Written task: Could you copy out the lines below exactly, starting with the line that contains "In this exercise you will indicate the brass" and going on through the line that contains "point(61, 177)"?
▬▬▬
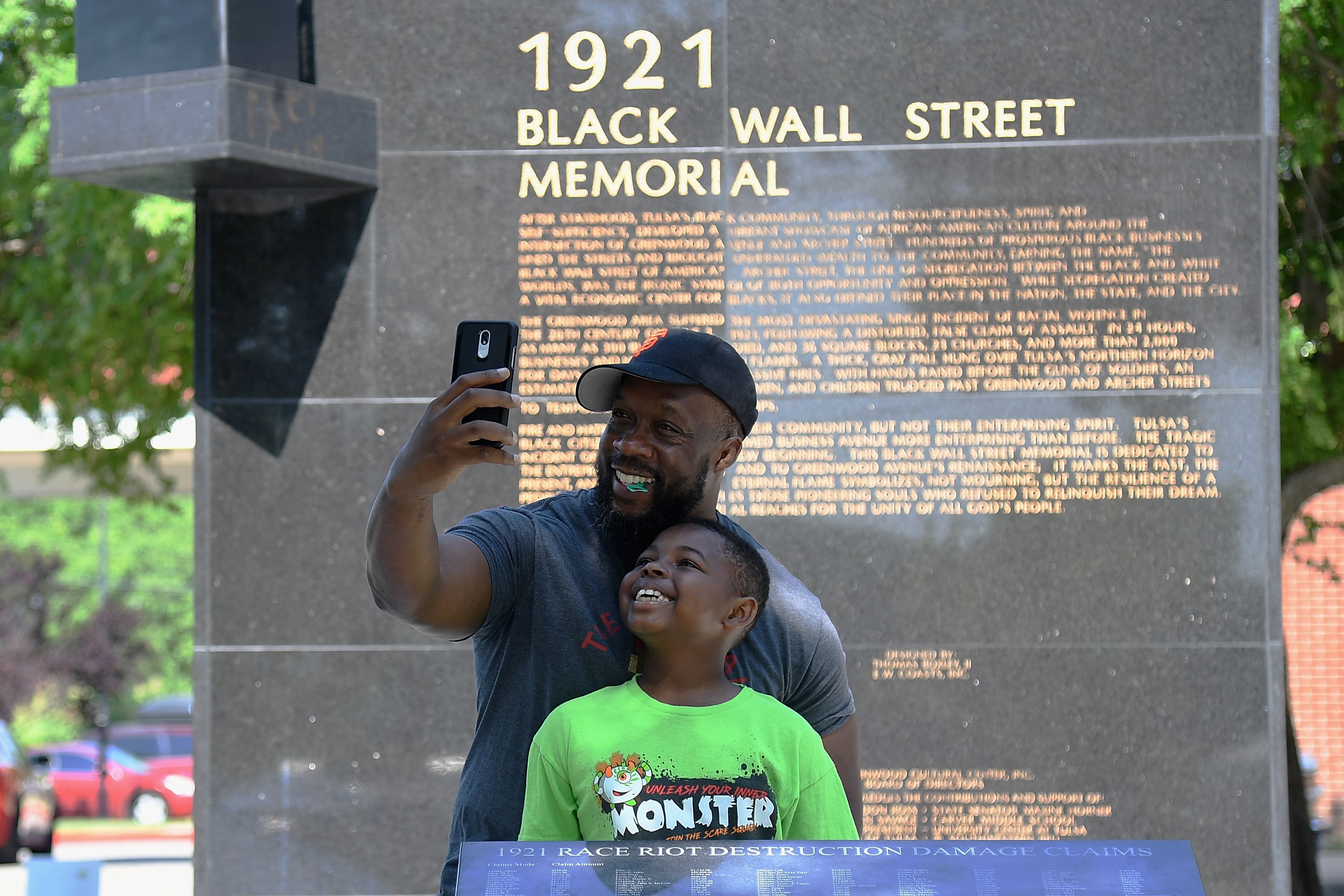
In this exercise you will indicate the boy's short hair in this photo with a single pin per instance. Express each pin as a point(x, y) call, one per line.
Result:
point(750, 577)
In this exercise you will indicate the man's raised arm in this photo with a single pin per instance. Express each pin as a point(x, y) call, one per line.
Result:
point(436, 582)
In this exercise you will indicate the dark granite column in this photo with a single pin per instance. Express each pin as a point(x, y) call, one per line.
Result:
point(1018, 374)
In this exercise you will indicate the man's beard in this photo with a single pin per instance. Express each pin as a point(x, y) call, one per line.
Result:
point(627, 536)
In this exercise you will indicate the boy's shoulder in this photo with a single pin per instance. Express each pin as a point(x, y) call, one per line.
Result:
point(597, 702)
point(777, 714)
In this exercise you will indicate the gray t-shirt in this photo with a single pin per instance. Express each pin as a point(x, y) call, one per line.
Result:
point(554, 633)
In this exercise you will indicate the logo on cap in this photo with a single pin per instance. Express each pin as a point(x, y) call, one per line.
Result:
point(654, 338)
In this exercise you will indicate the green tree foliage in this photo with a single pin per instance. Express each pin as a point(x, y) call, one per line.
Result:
point(95, 284)
point(1312, 233)
point(47, 644)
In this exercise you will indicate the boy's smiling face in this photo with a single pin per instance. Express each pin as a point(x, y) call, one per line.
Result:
point(682, 590)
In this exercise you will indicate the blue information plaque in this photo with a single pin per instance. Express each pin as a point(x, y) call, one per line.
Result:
point(832, 868)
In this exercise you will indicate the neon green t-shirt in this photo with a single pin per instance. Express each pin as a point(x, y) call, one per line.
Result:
point(619, 765)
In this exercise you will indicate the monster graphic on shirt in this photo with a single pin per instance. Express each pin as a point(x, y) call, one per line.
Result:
point(648, 806)
point(621, 780)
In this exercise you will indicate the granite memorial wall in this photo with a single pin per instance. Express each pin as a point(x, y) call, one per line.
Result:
point(1006, 277)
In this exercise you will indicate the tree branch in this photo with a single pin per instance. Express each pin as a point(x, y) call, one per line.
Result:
point(1300, 485)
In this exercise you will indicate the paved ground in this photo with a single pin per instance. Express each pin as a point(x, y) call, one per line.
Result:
point(172, 878)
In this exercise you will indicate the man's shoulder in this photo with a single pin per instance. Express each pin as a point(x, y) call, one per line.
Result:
point(564, 511)
point(594, 704)
point(780, 716)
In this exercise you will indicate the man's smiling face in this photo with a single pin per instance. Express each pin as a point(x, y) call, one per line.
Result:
point(660, 460)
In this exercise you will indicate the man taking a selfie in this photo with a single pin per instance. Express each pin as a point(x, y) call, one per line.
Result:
point(535, 586)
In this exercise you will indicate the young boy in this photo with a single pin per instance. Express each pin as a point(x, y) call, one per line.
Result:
point(681, 753)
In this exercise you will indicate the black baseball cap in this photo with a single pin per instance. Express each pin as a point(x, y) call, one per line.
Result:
point(682, 356)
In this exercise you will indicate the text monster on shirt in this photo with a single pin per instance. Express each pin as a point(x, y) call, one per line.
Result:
point(644, 806)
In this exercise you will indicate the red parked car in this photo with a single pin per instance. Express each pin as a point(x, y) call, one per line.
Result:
point(135, 790)
point(164, 746)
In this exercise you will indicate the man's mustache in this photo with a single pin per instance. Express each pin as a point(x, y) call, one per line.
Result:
point(629, 465)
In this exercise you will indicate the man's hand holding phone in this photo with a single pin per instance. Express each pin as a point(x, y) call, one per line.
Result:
point(441, 448)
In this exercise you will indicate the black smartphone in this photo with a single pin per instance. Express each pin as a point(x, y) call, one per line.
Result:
point(486, 346)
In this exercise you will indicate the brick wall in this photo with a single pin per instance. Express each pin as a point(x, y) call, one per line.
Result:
point(1314, 632)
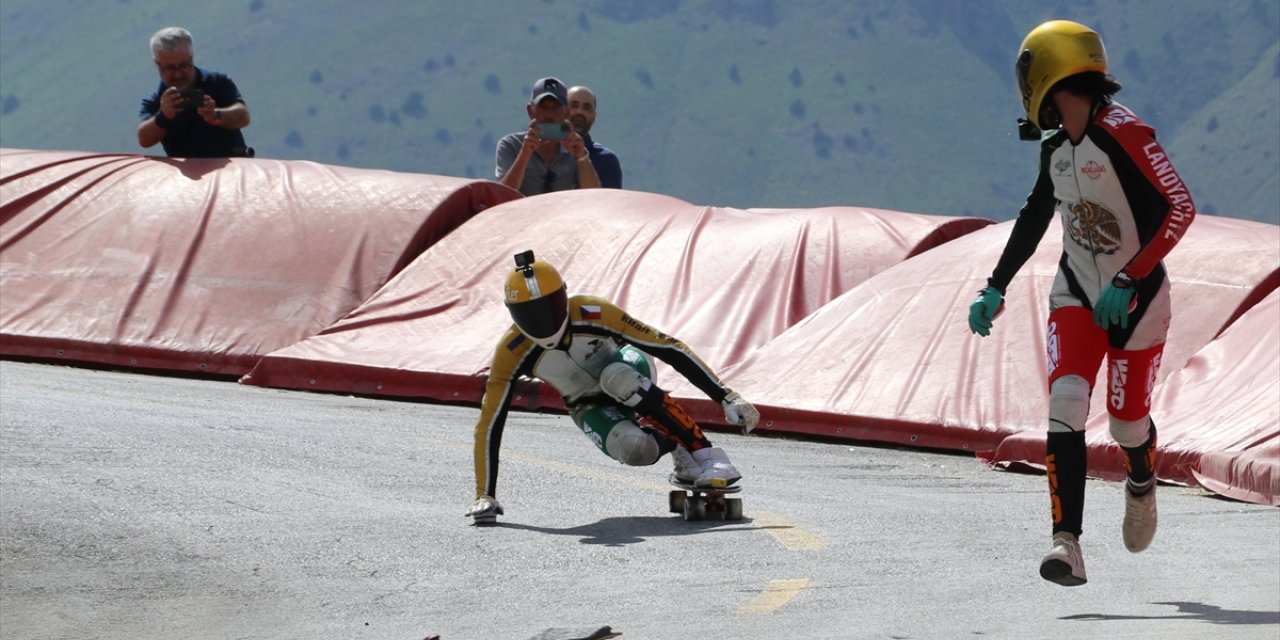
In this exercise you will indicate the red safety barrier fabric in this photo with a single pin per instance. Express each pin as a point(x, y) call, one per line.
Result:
point(723, 280)
point(202, 265)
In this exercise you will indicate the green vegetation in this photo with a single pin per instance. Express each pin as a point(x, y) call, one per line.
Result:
point(905, 105)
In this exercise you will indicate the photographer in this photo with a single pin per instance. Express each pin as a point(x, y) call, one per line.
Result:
point(193, 113)
point(551, 155)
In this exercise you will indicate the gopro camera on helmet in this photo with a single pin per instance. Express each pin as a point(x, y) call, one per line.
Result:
point(1027, 131)
point(525, 260)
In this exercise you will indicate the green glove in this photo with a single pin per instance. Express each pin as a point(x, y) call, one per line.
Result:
point(1112, 306)
point(984, 310)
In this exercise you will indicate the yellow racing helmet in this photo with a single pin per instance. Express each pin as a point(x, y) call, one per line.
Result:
point(536, 300)
point(1051, 53)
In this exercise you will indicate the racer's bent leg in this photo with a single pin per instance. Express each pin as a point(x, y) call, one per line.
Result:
point(1132, 376)
point(1075, 351)
point(1130, 382)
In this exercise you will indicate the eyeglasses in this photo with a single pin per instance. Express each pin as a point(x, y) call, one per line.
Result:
point(174, 68)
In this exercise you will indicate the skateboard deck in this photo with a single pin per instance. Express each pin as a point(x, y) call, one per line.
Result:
point(704, 502)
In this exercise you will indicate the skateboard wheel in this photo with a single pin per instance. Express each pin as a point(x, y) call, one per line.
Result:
point(694, 508)
point(732, 508)
point(676, 502)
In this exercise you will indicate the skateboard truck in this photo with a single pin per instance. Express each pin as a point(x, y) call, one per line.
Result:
point(704, 502)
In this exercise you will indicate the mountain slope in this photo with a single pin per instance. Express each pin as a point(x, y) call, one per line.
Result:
point(735, 103)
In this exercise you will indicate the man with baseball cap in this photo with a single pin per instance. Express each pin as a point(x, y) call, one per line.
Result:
point(551, 155)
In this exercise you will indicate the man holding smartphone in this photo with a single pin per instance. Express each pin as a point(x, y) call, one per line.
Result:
point(551, 155)
point(193, 113)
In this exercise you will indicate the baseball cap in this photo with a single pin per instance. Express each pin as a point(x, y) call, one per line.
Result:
point(549, 87)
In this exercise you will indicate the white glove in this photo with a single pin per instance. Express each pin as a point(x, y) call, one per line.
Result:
point(485, 510)
point(740, 412)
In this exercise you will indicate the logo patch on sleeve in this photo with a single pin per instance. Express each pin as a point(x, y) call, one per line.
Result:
point(516, 342)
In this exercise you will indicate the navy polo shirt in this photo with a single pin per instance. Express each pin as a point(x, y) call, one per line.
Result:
point(607, 165)
point(188, 135)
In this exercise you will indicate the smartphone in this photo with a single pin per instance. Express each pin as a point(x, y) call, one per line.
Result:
point(192, 97)
point(553, 129)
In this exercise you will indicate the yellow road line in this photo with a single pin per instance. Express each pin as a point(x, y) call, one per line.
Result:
point(786, 533)
point(775, 595)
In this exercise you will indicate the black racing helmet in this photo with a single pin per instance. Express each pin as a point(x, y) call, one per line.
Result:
point(536, 300)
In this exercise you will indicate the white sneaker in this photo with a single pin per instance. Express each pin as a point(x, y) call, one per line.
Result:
point(686, 467)
point(1139, 517)
point(718, 471)
point(1064, 563)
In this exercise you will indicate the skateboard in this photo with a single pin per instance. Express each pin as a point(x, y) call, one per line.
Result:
point(704, 502)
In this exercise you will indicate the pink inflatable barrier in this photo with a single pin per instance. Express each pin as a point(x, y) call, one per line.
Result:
point(723, 280)
point(892, 360)
point(202, 265)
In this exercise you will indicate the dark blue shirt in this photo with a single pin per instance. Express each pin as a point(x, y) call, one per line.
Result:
point(188, 135)
point(607, 165)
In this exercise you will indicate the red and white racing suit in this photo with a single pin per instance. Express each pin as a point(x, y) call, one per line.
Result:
point(1123, 209)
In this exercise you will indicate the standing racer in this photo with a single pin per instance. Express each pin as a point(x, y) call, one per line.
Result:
point(1123, 209)
point(597, 356)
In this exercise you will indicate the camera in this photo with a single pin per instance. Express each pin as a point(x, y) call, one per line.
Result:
point(1027, 131)
point(192, 99)
point(552, 129)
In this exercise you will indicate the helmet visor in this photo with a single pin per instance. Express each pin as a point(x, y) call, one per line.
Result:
point(540, 318)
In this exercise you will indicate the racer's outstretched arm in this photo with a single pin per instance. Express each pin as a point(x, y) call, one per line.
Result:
point(1028, 231)
point(682, 359)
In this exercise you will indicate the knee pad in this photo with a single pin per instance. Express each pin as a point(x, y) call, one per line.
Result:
point(1068, 403)
point(622, 383)
point(1130, 433)
point(631, 446)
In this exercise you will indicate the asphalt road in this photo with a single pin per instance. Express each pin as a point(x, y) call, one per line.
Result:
point(145, 507)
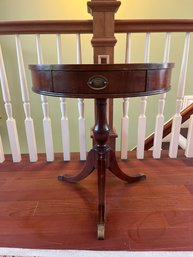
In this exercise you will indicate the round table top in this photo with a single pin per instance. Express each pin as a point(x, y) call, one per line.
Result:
point(101, 80)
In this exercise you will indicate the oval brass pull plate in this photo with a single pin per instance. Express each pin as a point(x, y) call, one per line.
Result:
point(97, 82)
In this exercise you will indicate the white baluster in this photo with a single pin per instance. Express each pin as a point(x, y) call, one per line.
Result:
point(124, 129)
point(161, 104)
point(29, 125)
point(142, 117)
point(46, 120)
point(63, 107)
point(10, 122)
point(125, 118)
point(81, 119)
point(189, 145)
point(177, 119)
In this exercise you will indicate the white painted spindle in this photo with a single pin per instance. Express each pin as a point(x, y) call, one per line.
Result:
point(157, 145)
point(63, 107)
point(10, 122)
point(125, 118)
point(2, 156)
point(46, 120)
point(189, 145)
point(177, 119)
point(29, 125)
point(81, 119)
point(142, 117)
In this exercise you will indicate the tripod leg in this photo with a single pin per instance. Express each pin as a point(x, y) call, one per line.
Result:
point(114, 168)
point(86, 171)
point(101, 196)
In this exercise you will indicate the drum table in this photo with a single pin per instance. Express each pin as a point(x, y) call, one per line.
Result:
point(100, 82)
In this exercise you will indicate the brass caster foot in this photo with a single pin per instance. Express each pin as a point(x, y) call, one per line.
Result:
point(101, 231)
point(61, 177)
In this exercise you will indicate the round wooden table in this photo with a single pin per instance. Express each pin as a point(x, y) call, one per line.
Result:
point(100, 82)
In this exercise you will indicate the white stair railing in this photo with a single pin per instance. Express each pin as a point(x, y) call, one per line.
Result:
point(157, 145)
point(189, 145)
point(125, 118)
point(81, 119)
point(46, 120)
point(29, 125)
point(10, 122)
point(63, 108)
point(142, 117)
point(2, 156)
point(177, 119)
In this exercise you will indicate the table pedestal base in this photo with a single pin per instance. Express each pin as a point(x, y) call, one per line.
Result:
point(101, 157)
▬▬▬
The output:
In this exercise you will indicate the brass caster foot in this photo with a single pin per instance. Express each pin as a point(x, y) call, one per line.
Result:
point(101, 231)
point(61, 177)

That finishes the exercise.